» Texte support
━━━━━━
3. Les aspects sociaux, spirituels et culturels

La postmodernité correspond également à un retour au premier plan du culturel, dans les faits, mais surtout dans la thématisation du culturel, sa définition même. La modernité s’intéressait principalement aux aspects économiques et scientifiques, mais la fin du XXème siècle voit la ré-émergeance du culturel, notamment les aspects sociaux, spirituels et identitaires. L’importance de la « guerre médiatique » qui accompagne et précède les prises de positions des pays développés montre que la légitimité est avant tout une question d’opinion publique. La deuxième moitié du XXème siècle voit également un mouvement de mondialisation qui passe par la constitution d’organisations internationales au service d’idéaux tels les droits de l’homme, les droits de l’enfant, la justice. Les décisions des tribunaux internationaux, les enjeux culturels de la notion de « crime contre l’humanité », l’institution du Prix Nobel de la Paix, autant d’aspects de la mondialisation qui affirment un retour du symbolique.

Dans le domaine religieux, cette re-valorisation de l’aspect culturel permet de se détacher de l’interprétation fonctionnaliste du phénomène religieux. La sociologie de la religion se recentre donc sur les aspects intrinsèques, c’est-à-dire théologiques et culturels. A l’étude des relations que tout système spirituel entretient avec le système économique, social et politique, s’ajoutent les relations à la culture populaire, aux schémas de migrations, et aux processus de métissage culturel, du syncrétisme à l’assimilation :

‘Linked with this is a broader trend within sociology towards cultural analysis. So, far from seeing cultural processes as some kind of epiphenomena of supposedly deeper social‑economic processes, the postmodern turn in social thought highlights the role of culture in social reproduction. While style, fashion, architecture, music, literature and especially television feature within this shift, ‘religious’ matters are no less under scrutiny in fresh ways. This now derives as much from an interest in popular culture as in the more conventional history of ideas approach that has often predominated within sociologies of religion, and especially of secularisation. This move could well encourage ‘bottom up’ rather than ‘top down’ analyses of contemporary religion. 647

Le New Age participe de cette revalorisation du culturel. Il manifeste de l’intérêt pour le folklorique, place la quête identitaire, reformulée, au centre des préoccupations, et revendique l’importance des questions existentielles (qui s’étaient pourtant trouvées reléguées à l’arrière-plan dans la marche de la modernité et de la sécularisation concomitante). Enfin, au niveau structurel, le New Age est une forme hybride : ce n’est ni vraiment une religion, ni seulement un élément de culture populaire, ou un loisir. Objet composite, et en cela résolument post-moderne, puisqu’un tel métissage se construit à partir d’un relativisme culturel qui place au même plan les différents emprunts :

‘[P]eople remain far less awestruck with certain lifestyles and cultural forms than previous generations. They can as easily engage in ballet, opera, rock music and "Californian sports", treating none of these as the culture, each being an activity to be sampled ‑ albeit in an apparently “depthless”, pastiche, manner. 648

Le New Age, forme hybride du religieux et du culturel, organise le retour du culturel et du religieux comme préoccupation légitime, notamment parce qu’il se situe (ou aide à se situer) dans la construction de l’identité.
━━━━━━
» Consigne détaillée
Poursuivez le texte ci-dessus sur la postmodernité et le New Age, à la suite de sa dernière phrase.

» Matériel
━━━━━━
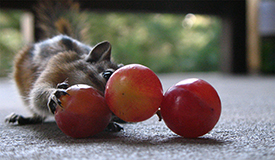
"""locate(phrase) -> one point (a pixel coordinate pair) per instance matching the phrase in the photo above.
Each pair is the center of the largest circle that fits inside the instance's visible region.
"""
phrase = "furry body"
(39, 68)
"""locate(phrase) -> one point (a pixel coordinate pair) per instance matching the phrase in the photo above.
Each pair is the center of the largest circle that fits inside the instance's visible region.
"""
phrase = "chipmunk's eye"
(107, 74)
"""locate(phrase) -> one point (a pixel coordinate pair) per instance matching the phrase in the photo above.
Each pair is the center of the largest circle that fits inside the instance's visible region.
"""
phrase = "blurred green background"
(163, 42)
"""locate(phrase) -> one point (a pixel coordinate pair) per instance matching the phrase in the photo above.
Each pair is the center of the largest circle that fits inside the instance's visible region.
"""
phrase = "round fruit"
(83, 112)
(191, 108)
(134, 93)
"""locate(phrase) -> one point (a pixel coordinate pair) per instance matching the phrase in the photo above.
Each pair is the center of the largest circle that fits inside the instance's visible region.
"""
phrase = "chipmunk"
(42, 71)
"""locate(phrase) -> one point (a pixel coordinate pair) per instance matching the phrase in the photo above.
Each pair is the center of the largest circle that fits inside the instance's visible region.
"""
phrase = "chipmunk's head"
(100, 58)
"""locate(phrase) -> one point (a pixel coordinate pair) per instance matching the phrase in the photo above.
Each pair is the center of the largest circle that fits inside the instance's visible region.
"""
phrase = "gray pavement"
(246, 129)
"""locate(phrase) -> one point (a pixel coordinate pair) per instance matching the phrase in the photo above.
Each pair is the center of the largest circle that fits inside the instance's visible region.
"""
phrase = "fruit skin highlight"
(83, 112)
(191, 108)
(134, 93)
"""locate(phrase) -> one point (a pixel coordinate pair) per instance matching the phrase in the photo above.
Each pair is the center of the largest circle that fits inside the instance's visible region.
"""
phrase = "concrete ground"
(246, 129)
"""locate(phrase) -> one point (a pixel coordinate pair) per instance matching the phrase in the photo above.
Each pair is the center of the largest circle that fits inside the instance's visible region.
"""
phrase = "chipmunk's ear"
(100, 52)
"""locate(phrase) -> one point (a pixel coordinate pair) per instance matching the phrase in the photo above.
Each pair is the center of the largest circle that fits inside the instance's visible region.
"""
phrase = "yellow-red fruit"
(134, 93)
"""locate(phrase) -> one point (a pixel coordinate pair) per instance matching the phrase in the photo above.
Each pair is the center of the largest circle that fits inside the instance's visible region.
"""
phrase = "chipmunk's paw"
(15, 118)
(54, 99)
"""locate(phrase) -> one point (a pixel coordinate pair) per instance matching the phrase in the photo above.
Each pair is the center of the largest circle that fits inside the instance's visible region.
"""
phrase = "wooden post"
(27, 27)
(253, 47)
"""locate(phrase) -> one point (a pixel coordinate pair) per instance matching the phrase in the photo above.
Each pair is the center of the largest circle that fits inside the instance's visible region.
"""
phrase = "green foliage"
(163, 42)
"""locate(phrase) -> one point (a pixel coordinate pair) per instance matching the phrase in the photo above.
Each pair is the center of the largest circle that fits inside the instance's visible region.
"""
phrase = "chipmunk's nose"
(107, 74)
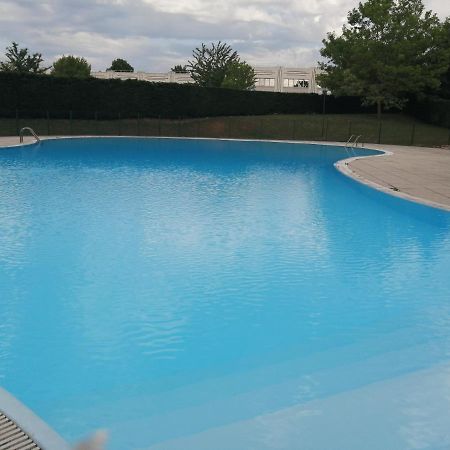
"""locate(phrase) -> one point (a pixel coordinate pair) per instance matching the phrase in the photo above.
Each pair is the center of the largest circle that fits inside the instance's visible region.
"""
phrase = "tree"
(120, 65)
(209, 64)
(445, 88)
(388, 51)
(239, 75)
(19, 60)
(71, 67)
(179, 69)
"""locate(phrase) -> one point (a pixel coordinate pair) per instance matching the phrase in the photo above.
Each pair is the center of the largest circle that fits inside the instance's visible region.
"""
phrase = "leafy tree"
(20, 60)
(388, 51)
(71, 67)
(445, 89)
(120, 65)
(239, 75)
(209, 64)
(179, 69)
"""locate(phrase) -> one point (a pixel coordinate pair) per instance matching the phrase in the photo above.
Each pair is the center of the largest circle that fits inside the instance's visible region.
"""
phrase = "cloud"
(153, 35)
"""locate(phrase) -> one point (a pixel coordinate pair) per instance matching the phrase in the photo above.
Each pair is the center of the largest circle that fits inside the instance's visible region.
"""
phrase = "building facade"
(267, 79)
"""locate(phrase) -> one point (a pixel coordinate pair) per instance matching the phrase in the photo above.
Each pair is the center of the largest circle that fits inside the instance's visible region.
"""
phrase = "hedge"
(432, 110)
(34, 95)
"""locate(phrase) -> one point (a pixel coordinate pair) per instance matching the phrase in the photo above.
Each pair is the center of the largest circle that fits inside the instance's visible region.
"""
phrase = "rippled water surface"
(171, 290)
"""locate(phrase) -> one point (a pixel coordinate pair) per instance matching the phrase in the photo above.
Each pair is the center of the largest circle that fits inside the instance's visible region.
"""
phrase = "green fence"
(393, 129)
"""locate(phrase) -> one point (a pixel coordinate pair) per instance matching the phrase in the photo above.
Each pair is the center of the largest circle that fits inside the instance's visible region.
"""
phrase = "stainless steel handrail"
(31, 131)
(355, 138)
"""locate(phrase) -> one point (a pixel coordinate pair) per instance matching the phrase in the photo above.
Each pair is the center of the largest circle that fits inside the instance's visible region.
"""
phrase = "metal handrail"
(355, 138)
(31, 131)
(349, 140)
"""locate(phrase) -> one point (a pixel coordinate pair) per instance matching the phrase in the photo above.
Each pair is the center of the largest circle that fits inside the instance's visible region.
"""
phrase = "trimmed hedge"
(34, 95)
(432, 110)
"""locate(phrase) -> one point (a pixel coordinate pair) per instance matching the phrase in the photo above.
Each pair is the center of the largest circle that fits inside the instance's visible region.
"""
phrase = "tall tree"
(209, 64)
(21, 61)
(71, 67)
(179, 69)
(239, 75)
(120, 65)
(445, 88)
(388, 51)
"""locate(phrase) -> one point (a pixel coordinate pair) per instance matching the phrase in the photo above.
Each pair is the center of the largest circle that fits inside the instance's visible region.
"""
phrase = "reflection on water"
(167, 281)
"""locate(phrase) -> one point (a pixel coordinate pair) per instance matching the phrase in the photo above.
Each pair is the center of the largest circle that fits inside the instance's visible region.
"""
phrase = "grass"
(393, 128)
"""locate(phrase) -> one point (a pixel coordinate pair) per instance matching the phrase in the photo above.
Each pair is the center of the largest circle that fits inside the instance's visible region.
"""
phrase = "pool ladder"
(22, 131)
(352, 142)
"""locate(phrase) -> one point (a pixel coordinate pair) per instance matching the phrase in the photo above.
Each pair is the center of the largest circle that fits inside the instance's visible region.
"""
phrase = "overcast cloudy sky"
(153, 35)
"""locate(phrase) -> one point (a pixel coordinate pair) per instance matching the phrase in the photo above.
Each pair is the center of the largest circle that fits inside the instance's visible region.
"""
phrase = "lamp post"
(325, 92)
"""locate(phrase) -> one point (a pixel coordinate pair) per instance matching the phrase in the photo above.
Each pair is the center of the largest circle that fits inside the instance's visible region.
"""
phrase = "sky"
(154, 35)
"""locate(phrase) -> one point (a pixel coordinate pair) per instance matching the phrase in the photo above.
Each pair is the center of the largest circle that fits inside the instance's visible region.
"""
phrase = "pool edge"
(41, 433)
(342, 166)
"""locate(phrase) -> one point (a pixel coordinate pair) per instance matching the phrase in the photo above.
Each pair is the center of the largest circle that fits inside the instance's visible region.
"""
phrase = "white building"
(268, 79)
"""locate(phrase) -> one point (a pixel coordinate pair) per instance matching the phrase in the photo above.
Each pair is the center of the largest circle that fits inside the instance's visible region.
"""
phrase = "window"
(291, 82)
(265, 82)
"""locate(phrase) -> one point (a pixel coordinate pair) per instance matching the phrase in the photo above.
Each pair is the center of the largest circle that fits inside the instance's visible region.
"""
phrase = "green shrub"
(33, 95)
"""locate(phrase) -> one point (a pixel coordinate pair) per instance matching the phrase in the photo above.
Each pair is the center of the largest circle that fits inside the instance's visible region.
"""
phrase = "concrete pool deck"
(421, 174)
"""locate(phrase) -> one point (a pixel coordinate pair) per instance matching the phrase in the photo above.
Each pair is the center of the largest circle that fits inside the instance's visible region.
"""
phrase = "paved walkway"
(417, 173)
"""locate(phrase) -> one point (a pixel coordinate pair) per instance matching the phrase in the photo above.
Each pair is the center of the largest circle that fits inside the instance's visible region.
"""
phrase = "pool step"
(12, 437)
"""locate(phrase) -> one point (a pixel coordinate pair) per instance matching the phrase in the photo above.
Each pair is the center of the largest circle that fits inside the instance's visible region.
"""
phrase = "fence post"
(413, 133)
(17, 122)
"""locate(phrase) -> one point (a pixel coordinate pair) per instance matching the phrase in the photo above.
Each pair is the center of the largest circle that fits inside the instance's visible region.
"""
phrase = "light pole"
(325, 92)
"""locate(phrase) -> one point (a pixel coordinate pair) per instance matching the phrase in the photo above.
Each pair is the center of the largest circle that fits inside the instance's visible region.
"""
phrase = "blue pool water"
(192, 294)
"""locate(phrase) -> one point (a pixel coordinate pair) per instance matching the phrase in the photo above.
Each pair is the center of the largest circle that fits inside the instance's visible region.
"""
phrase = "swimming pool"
(200, 294)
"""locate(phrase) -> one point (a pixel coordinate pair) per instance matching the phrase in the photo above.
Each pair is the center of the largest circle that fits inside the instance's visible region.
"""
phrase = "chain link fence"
(392, 129)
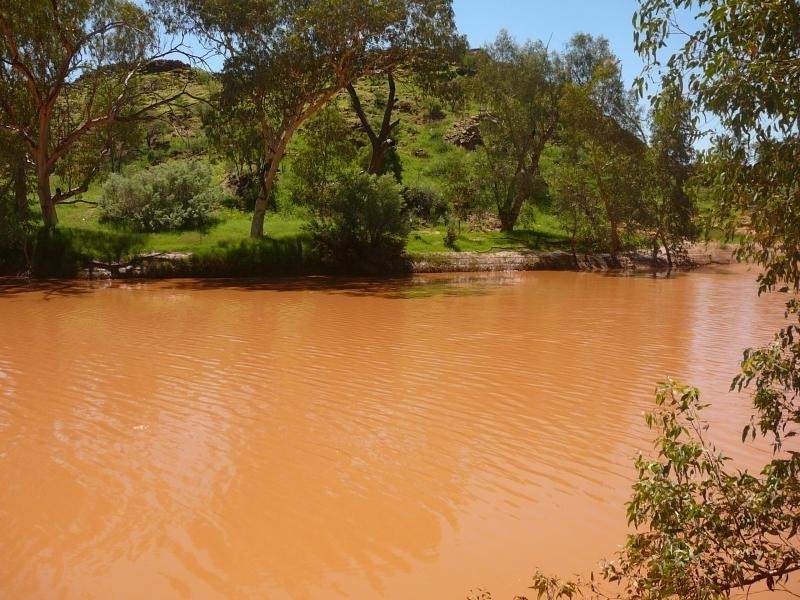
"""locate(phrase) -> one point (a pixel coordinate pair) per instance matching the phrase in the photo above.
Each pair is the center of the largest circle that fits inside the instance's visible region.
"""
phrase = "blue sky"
(554, 20)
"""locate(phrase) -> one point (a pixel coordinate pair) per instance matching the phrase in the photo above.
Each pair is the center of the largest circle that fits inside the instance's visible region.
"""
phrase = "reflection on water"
(319, 438)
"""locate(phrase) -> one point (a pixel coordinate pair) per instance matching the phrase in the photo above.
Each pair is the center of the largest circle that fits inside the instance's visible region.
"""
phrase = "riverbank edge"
(175, 264)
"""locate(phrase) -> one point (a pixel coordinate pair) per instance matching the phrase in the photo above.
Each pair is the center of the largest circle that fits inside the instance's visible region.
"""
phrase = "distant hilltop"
(163, 65)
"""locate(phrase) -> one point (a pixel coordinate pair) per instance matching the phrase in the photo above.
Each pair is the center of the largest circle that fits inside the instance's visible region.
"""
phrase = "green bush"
(16, 226)
(365, 226)
(426, 205)
(171, 196)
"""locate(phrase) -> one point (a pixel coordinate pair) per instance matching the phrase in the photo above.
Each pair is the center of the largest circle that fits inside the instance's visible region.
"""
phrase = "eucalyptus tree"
(703, 526)
(668, 212)
(601, 124)
(519, 88)
(431, 70)
(288, 58)
(69, 68)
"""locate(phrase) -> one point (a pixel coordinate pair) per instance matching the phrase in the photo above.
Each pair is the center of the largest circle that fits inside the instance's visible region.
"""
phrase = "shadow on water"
(395, 288)
(52, 288)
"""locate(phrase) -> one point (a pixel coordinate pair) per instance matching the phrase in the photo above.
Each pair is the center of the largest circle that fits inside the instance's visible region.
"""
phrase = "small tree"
(325, 158)
(67, 70)
(601, 125)
(288, 59)
(667, 211)
(519, 88)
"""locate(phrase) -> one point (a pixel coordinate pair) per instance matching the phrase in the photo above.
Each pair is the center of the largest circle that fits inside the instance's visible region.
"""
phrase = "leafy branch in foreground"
(703, 528)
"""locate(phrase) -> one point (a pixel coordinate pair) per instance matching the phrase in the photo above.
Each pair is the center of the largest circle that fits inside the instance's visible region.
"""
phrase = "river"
(412, 438)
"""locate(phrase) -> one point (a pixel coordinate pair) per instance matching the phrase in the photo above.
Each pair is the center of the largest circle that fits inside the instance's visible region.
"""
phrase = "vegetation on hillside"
(511, 146)
(336, 115)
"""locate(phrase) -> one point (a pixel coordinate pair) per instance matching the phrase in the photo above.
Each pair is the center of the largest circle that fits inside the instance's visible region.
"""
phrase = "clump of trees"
(704, 528)
(285, 61)
(167, 197)
(70, 75)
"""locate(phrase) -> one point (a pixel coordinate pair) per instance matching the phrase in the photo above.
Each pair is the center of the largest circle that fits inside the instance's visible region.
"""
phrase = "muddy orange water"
(315, 439)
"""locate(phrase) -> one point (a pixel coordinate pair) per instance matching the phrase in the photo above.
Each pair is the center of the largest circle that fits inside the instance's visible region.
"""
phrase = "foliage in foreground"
(702, 527)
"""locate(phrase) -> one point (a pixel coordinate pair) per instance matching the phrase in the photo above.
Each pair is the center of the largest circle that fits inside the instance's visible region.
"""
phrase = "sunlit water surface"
(320, 439)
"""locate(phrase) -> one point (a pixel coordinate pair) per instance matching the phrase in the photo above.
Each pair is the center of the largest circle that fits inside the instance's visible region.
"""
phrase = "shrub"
(426, 205)
(16, 226)
(175, 195)
(365, 226)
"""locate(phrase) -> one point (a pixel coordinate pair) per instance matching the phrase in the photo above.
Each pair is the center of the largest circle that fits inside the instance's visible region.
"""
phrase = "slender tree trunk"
(49, 215)
(614, 236)
(380, 141)
(669, 253)
(20, 186)
(262, 203)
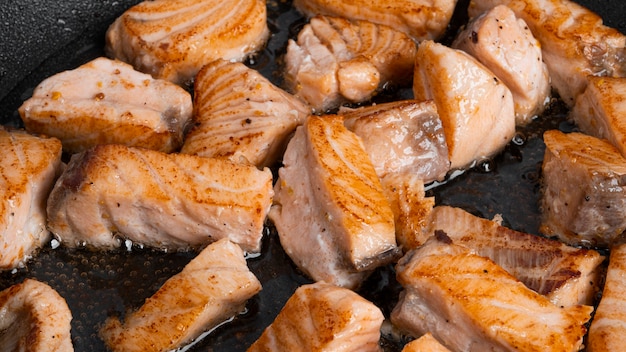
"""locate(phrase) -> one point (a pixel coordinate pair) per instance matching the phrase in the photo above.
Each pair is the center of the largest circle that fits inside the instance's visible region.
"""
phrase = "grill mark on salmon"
(107, 102)
(323, 317)
(28, 169)
(565, 275)
(332, 217)
(471, 304)
(212, 288)
(239, 114)
(166, 201)
(174, 39)
(421, 20)
(34, 317)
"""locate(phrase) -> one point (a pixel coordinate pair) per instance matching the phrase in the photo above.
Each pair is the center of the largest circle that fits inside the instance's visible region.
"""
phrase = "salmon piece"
(107, 102)
(323, 317)
(420, 19)
(402, 137)
(406, 144)
(239, 114)
(410, 206)
(607, 332)
(471, 304)
(172, 40)
(210, 289)
(330, 211)
(335, 60)
(505, 45)
(599, 110)
(593, 213)
(475, 107)
(574, 41)
(565, 275)
(35, 318)
(28, 168)
(166, 201)
(426, 343)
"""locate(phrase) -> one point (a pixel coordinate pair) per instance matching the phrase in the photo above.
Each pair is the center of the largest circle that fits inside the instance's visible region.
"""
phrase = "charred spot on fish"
(485, 166)
(519, 139)
(442, 237)
(474, 37)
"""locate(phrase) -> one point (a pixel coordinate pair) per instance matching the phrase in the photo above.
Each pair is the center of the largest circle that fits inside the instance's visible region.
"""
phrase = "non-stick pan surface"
(39, 38)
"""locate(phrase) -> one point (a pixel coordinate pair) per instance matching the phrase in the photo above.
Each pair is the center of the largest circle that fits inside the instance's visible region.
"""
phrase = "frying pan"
(39, 38)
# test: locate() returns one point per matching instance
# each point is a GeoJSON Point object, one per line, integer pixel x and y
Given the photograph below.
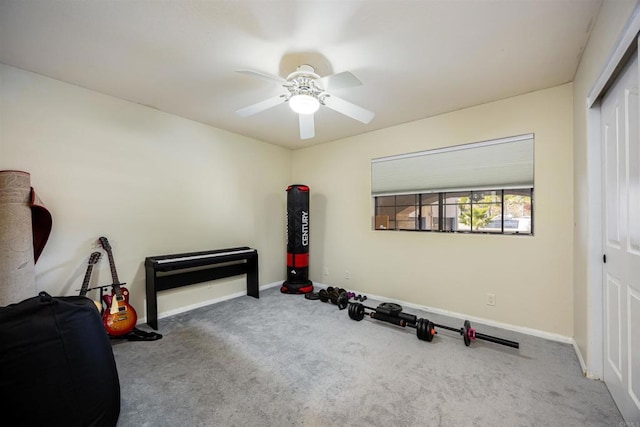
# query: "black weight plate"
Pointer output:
{"type": "Point", "coordinates": [465, 333]}
{"type": "Point", "coordinates": [431, 329]}
{"type": "Point", "coordinates": [356, 311]}
{"type": "Point", "coordinates": [343, 301]}
{"type": "Point", "coordinates": [421, 329]}
{"type": "Point", "coordinates": [390, 308]}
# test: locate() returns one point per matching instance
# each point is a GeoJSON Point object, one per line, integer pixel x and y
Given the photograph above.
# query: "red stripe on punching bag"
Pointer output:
{"type": "Point", "coordinates": [297, 260]}
{"type": "Point", "coordinates": [302, 260]}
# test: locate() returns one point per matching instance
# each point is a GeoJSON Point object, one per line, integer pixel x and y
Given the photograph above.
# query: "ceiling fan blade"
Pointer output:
{"type": "Point", "coordinates": [263, 76]}
{"type": "Point", "coordinates": [339, 81]}
{"type": "Point", "coordinates": [261, 106]}
{"type": "Point", "coordinates": [307, 126]}
{"type": "Point", "coordinates": [348, 109]}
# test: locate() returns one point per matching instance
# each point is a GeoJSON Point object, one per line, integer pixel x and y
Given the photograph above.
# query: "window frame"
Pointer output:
{"type": "Point", "coordinates": [442, 226]}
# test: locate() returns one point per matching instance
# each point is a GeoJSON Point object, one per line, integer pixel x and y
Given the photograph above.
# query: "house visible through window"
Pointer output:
{"type": "Point", "coordinates": [475, 188]}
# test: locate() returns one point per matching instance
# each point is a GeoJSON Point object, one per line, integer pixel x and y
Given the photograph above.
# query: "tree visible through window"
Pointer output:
{"type": "Point", "coordinates": [486, 211]}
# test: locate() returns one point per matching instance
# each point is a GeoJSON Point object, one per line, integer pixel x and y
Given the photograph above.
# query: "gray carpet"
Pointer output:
{"type": "Point", "coordinates": [282, 360]}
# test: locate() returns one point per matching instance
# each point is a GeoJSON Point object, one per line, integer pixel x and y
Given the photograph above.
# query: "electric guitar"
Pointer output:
{"type": "Point", "coordinates": [119, 317]}
{"type": "Point", "coordinates": [93, 260]}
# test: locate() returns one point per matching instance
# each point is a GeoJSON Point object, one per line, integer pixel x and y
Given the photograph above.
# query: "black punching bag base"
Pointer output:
━━━━━━
» Réponse proposée
Dans cette dynamique identitaire, la post-modernité (re-) valorise la narration, souvent biographique ou auto-biographique (produit individuel détaché de la notion de vérité), qui permet de s’extraire du débat sur l’autorité de la tradition. Ce type de petit récit replace l’homme, le sujet, au centre de l’histoire, des traditions, des mythes ou des contes, et donc restitue une validité, ne serait-ce que personnelle, à ces discours. Les NMS sont structurés par des narrations biographiques, et en cela la parenté avec le New Age et surtout la spiritualité, devient plus évidente :

‘Social movements, I will argue, are constituted by the stories people tell to themselves and to one another. They reflect the deepest ways in which people understand who they are and to whom they are connected. Whatever they are, and whatever historical sources of their development, they are constructed from the interweaving of personal and social biographies-- from the narratives people rehearse to themselves about the nature of their lives. One unhappy consequence of this for practice, however, is that social movements are not now and were never as subject to direction and control as most of the discourses concerned with them once assumed. 649

Dans le contexte religieux contemporain, l’appartenance à un groupe ou un mouvement se définit par la reconstruction et l’appropriation d’une tradition, c’est-à-dire d’un discours partagé sur une généalogie de croyance. D. Hervieu-Léger parle de « petits récits croyants » 650 dans une dynamique de construction d’une mémoire personnelle qui se situe dans une mémoire collective.

Dans le New Age le retour de la narration s’exprime de manière plus affirmée encore par l’importance de l’oralité, dans le cadre de l’attrait pour les civilisations primitives (celtisme, mais aussi contemporaines), de la transmission des « mystères » et du secret, comme par exemple de la sorcellerie, et aussi à la lumière du parallèle que fait L. Shlain entre avènement de l’alphabet et destitution de la Déesse 651 .

Notes
647.

D. Lyon, “Religion and the Postmodern”, p. 21.

648.

P. Heelas, “De‑traditionalisation of Religion and Self”, p. 65.

649.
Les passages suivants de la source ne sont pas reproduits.